**WHAT TO PRODUCE:** Count the lines in the listing below that contain the word "dark". Give only the number.

**SUPPLIED DATA:**
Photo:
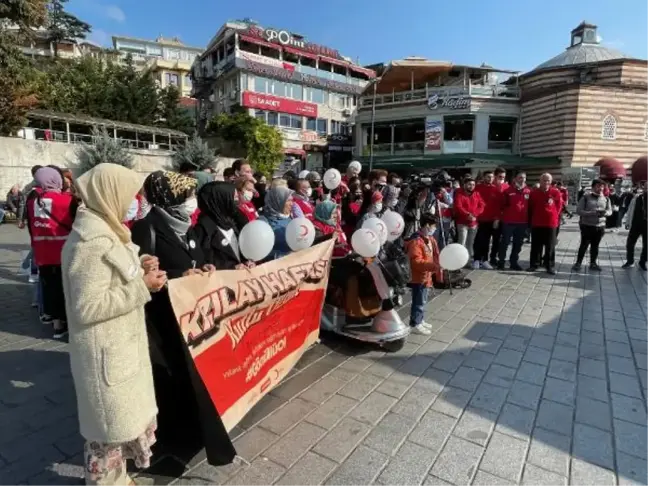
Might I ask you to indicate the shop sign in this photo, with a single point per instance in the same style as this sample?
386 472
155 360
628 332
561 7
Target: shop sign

...

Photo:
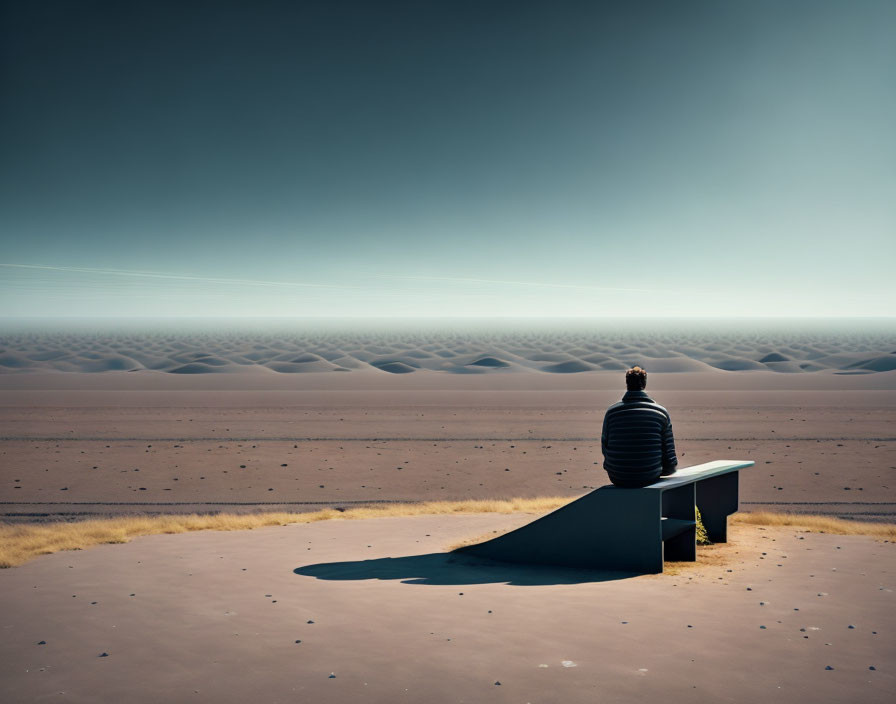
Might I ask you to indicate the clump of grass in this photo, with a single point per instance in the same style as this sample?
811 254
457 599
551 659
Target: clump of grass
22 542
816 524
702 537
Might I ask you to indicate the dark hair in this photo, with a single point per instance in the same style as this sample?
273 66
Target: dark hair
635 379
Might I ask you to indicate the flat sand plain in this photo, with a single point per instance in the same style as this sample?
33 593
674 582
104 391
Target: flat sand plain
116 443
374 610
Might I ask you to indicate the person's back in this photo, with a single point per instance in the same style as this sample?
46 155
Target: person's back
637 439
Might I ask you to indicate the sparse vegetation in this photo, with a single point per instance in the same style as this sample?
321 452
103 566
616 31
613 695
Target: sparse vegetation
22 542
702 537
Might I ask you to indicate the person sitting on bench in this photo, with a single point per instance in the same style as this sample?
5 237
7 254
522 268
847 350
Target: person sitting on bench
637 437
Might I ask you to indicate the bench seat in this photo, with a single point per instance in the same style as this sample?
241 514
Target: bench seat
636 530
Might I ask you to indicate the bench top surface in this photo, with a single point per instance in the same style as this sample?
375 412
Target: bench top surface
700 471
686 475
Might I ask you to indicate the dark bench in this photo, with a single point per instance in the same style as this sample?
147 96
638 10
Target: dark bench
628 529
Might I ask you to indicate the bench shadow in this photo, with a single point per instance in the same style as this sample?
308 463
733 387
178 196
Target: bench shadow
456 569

**TASK SOLUTION:** 4